> 取り組む課題
1. 本文に名前が出てくるパンを、すべて挙げること。
2. 本文の「訪れた11月中旬は、ちょうど」から「る塩っ気も、クセになる味だ。」までの部分を、一字も変えずに打ち直すこと。

> 本文
訪れた11月中旬は、ちょうど「チーズフェア」の真っ最中。「モッツァレラチーズドッグ」「やみつきチーズ」など、名前を聞いただけでも食欲がわいてくるようなパンが、入り口付近にたくさん並んでいた。
「焼きたてです。いかがですか」。元気な声で店員が運んできたのは「塩バターパン」。北海道産のバターと沖縄の塩「シママース」を使ったパンセの名物メニューの一つだという。購入し、早速食べてみると、豊かなバターの香りが口の中に広がった。ふんわりとした食感。ほのかな甘みの中に感じられる塩っ気も、クセになる味だ。

「焼きたて、揚げたて、作りたて。それがうちのこだわりです」。食べたばかりのパンの感想を伝えると、菊地社長は胸を張った。

収集データ
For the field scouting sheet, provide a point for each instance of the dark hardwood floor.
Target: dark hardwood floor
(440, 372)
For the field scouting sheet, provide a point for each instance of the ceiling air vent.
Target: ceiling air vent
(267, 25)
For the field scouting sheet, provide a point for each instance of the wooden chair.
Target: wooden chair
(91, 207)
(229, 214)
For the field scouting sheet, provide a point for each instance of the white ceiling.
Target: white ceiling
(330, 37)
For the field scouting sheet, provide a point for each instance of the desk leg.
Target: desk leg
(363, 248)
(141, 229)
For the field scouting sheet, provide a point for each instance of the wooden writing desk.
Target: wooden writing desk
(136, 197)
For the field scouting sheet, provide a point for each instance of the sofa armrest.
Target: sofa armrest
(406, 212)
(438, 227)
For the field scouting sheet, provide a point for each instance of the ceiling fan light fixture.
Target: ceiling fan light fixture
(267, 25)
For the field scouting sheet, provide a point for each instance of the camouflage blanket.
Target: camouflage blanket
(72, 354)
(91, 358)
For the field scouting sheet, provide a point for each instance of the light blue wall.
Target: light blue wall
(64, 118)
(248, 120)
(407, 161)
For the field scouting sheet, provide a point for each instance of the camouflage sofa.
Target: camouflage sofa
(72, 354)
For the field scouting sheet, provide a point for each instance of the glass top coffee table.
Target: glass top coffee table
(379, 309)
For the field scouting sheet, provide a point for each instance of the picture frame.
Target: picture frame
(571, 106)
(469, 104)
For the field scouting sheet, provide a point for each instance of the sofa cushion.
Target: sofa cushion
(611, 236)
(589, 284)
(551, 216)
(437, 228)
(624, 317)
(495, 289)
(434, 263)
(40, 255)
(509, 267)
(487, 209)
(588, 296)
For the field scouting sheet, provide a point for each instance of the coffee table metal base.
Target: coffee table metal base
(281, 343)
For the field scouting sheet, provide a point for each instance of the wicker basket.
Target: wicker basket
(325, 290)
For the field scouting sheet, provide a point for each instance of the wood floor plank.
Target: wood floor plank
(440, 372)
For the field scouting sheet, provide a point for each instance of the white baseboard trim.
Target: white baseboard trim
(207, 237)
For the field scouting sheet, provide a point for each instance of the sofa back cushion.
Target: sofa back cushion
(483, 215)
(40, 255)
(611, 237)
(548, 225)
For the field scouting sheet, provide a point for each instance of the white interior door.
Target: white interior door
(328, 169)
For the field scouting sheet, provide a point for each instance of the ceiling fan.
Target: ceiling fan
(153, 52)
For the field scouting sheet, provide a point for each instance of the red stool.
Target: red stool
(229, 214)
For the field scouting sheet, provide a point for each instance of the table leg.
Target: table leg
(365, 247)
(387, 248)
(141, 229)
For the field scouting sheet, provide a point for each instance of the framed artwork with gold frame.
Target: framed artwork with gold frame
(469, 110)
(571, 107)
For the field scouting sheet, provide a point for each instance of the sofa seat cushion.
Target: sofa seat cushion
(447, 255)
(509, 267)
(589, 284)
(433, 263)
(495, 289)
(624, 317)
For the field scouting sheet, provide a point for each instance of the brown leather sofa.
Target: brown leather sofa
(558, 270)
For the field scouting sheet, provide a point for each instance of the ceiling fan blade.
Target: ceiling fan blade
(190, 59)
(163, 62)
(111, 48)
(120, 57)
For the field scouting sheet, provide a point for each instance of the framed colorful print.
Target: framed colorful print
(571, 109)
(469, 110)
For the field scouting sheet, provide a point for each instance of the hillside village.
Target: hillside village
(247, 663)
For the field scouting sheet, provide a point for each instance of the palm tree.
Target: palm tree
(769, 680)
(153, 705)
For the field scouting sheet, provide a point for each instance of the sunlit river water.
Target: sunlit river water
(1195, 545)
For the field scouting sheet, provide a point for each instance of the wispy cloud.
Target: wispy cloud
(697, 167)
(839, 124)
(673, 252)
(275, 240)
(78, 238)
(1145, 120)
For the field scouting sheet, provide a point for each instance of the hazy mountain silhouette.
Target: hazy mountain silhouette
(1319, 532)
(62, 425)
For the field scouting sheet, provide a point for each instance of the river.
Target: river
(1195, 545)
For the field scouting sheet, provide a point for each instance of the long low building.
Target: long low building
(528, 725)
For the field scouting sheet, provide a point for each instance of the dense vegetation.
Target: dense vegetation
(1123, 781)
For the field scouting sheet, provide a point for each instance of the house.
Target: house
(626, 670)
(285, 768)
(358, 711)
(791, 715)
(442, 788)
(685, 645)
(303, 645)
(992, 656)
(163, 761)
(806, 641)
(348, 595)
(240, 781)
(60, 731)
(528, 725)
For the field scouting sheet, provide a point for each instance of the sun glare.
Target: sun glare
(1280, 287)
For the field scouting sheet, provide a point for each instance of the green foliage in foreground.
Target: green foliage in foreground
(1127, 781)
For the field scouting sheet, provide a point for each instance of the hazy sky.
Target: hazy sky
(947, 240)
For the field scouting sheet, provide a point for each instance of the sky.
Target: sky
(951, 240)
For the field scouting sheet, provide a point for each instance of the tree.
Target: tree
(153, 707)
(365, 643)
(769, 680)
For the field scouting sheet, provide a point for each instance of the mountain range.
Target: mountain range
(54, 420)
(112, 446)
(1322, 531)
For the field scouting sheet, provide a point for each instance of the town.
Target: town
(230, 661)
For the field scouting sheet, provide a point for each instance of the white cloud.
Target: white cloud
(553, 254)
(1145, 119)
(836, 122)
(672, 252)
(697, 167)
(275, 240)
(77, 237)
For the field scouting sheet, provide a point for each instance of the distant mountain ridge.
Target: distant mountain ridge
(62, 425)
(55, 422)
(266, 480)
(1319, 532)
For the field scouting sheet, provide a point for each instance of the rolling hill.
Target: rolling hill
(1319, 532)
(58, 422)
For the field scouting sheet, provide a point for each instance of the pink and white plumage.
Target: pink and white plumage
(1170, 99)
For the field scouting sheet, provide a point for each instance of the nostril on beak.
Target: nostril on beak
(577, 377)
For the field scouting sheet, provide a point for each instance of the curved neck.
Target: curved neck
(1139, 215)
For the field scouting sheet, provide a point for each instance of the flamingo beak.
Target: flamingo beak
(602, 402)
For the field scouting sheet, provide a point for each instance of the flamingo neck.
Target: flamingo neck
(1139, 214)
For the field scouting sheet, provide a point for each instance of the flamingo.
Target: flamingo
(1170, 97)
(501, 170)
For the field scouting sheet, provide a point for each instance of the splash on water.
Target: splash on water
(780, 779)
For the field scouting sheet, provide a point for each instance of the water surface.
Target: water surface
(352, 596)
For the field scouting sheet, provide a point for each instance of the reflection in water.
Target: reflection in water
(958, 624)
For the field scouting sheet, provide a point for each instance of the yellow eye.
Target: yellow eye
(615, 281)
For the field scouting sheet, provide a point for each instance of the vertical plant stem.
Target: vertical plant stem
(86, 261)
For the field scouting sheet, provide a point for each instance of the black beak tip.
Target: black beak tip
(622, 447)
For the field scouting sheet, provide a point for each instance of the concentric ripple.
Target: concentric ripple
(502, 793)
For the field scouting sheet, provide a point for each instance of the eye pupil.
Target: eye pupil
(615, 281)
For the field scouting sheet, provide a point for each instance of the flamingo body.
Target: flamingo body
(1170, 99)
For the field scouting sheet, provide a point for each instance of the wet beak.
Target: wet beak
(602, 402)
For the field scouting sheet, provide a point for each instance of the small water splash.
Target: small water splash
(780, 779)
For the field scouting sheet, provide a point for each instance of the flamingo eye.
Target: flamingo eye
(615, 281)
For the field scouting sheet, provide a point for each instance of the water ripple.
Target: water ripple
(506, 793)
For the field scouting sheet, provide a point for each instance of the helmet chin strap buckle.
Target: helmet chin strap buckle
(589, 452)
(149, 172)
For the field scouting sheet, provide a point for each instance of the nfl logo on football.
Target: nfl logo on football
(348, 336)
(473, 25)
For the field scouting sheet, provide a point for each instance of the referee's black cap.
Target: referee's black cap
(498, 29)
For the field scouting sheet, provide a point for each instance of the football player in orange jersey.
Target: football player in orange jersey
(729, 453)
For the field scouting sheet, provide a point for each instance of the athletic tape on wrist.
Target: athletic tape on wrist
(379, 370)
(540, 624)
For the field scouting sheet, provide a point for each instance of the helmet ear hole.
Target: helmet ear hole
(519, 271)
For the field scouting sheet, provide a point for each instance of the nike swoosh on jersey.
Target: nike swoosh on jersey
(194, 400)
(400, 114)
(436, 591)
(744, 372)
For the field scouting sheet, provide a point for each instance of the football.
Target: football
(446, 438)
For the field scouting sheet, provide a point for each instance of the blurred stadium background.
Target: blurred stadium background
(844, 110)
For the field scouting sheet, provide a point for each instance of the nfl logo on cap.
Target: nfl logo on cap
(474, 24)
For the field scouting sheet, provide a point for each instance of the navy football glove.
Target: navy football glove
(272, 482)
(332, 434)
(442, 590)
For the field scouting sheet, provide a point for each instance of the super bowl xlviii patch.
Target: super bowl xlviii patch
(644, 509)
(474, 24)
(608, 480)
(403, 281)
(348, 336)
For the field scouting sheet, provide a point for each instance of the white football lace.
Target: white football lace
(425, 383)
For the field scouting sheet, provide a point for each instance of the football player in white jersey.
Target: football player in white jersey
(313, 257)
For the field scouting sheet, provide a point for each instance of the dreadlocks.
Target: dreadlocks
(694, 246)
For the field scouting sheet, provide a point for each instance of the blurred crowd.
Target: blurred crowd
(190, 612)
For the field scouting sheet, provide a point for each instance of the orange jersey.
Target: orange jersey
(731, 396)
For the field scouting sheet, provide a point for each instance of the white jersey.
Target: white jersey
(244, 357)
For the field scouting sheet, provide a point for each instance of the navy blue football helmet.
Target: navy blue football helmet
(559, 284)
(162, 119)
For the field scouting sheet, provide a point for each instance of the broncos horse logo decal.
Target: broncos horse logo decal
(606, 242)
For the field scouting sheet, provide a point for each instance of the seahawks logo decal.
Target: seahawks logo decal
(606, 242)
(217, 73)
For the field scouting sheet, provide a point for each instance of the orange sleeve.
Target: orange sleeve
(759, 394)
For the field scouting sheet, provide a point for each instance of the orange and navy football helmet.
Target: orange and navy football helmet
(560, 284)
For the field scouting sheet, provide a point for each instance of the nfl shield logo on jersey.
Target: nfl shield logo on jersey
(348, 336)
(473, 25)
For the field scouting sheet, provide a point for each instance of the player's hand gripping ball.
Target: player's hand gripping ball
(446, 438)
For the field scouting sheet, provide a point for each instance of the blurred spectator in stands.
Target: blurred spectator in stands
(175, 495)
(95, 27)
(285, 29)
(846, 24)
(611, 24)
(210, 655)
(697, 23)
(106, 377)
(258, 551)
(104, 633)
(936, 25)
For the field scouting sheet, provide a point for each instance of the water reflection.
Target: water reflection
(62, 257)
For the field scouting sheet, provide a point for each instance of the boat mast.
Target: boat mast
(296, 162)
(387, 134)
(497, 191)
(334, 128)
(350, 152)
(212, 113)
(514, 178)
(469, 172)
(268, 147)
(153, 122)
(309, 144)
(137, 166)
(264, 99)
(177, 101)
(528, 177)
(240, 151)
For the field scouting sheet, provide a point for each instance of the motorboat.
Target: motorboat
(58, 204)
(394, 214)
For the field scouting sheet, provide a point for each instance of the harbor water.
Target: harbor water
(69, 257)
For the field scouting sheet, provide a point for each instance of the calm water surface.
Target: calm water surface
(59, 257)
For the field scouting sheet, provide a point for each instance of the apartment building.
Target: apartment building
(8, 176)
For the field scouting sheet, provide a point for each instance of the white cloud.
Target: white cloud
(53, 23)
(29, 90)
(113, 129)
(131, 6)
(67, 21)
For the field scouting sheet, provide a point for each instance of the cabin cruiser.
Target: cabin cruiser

> 課題別の解答
1. モッツァレラチーズドッグ、やみつきチーズ、塩バターパン

2.
訪れた11月中旬は、ちょうど「チーズフェア」の真っ最中。「モッツァレラチーズドッグ」「やみつきチーズ」など、名前を聞いただけでも食欲がわいてくるようなパンが、入り口付近にたくさん並んでいた。
「焼きたてです。いかがですか」。元気な声で店員が運んできたのは「塩バターパン」。北海道産のバターと沖縄の塩「シママース」を使ったパンセの名物メニューの一つだという。購入し、早速食べてみると、豊かなバターの香りが口の中に広がった。ふんわりとした食感。ほのかな甘みの中に感じられる塩っ気も、クセになる味だ。